Given exercise 1:
In the Plone speed proposal below, condense the paragraph beginning "This proposal mostly concerns itself" into two short sentences, keeping its main facts.

Supplied passage:
◇ ◇ ◇ ◇ ◇

Personal tools
You are here: Home Products Plone Roadmap #93: Optimize Plone for speed
Document Actions

#93: Optimize Plone for speed

Contents
  1. Motivation
  2. Assumptions
  3. Proposal
  4. Progress log
  5. Participants
by Alexander Limi last modified June 11, 2006 - 00:22
Plone 2.0 had a number of bottlenecks that have mostly been resolved in the current 2.1 branch with the new navigation tree and catalog-based folder listings. However, there are a few other areas that can be improved.
Proposed by
Alexander Limi
Proposal type
Architecture
Repository branch
plip93-optimize-templates
State
completed

Motivation

It's important that Plone becomes faster - although Plone is made to be fronted with Apache/Squid caching, it makes sense to optimize page load speeds for big deployments - and it also makes a difference in the day-to-day development usage.

Assumptions

This proposal mostly concerns itself with optimization of page views for anonymous users. While editing speed matters too, this is a more complex part to optimize, and is outside the scope of this PLIP, although should obviously be a focus area in the future.

Proposal

After doing some initial, simple profiling, I identified some attack vectors that would give a lot of speed-up with little effort.

The areas where I think we should focus our attentions are:

  1. The breadcrumbs code
  2. The 'listMetaTags' method
  3. The calendar portlet

Here is some output from 10 page loads as Anonymous User of the front page of a newly created Plone site on my 1.5GHz PowerBook G4 running in debug mode - Plone 2.1 branch (Revision: 6338). I use PTProfiler as my main analysis tool for this.

The table has been edited to show only the main offenders speed-wise. I have highlighted cases of very expensive single calls or with an excessive number of calls to methods.

Expression (partial listing) Total time Number of calls Time per call
Total rendering time 8.9213 10 0.89213
python: portal.portal_actions.listFilteredActionsFor(here) 0.7863 10 0.07863
path: here/listMetaTags|nothing 0.4551 10 0.04551
python: portal.breadcrumbs(here) 0.2081 10 0.02081
python: here.getBeginAndEndTimes(day=daynumber, month=month, year=year) 0.1694 60 0.00282
path: day/event 0.0672 700 0.0001
python: current.year()==year and current.month()==month and current.day()==int(daynumber) 0.0558 580 0.0001
python: here.portal_url() + '/search?review_state=published &start.query:record:date=%s&start.range:record=max &end.query:record:date=%s &end.range:record=min'%(pss.url_quote(begin), pss.url_quote(end)) 0.0455 60 0.00076
path: day/day 0.0384 350 0.00011
python: '%d%0.2d%0.2d' % (year, month, daynumber) 0.0258 350 7e-05
python: test(current.year()==year and current.month()==month and current.day()==int(daynumber), 'todayevent', 'event') 0.0186 60 0.00031
python: DateTime(begEndTimes[0].timeTime()+86400).ISO() 0.0184 60 0.00031

As you can see, the main offender speed-wise is the listFilteredActionsFor method - although there's not much we can do about this, since it's a CMF construct. Initial testing with CMF 1.5 (which has lazy action evaluation) didn't show any improvement here - so we'll skip this as a target for our optimizations.

◇ ◇ ◇ ◇ ◇

Record excerpts:

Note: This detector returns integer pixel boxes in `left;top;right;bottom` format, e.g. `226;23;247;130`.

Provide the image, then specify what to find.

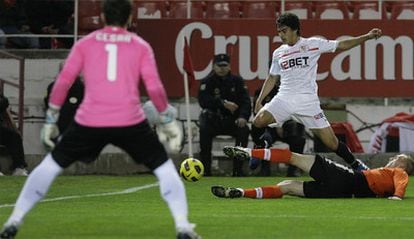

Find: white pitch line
208;214;414;221
0;183;158;208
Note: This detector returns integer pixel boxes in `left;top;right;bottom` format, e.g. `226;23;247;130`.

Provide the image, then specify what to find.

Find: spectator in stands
0;29;6;49
249;85;306;177
198;54;251;176
0;95;28;176
0;0;39;48
211;147;414;200
25;0;74;49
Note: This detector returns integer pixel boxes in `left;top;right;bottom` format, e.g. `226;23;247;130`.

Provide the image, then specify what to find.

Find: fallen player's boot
355;159;369;172
223;146;250;160
0;223;18;239
211;186;243;198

◇ ◇ ◇ ◇ ◇

Given exercise 2:
Reproduce the whole bounding-box listing above word for word, with every note, instruction and "Find:" line, but leave out the picture placeholder.

Finished answer 1:
The proposal mainly targets optimizing page views for anonymous users. Editing speed also matters but is more complex to optimize, so it falls outside this PLIP's scope, though it should be a future focus area.

Finished answer 2:
Note: This detector returns integer pixel boxes in `left;top;right;bottom` format, e.g. `226;23;247;130`.

Provide the image, then specify what to find.


Find: white pitch line
208;214;414;221
0;183;158;208
Note: This detector returns integer pixel boxes in `left;top;right;bottom` format, e.g. `226;23;247;130`.

Provide the image, then specify what to find.

Find: spectator in stands
0;29;6;49
249;85;306;177
198;54;251;176
0;95;28;176
0;0;39;48
211;147;414;200
25;0;74;49
Note: This detector returns integer pixel boxes in `left;top;right;bottom` format, e.g. `226;23;247;130`.

Provide the image, then specify what to find.

Find: fallen player's boot
355;159;369;172
223;146;250;160
0;223;18;239
211;186;243;198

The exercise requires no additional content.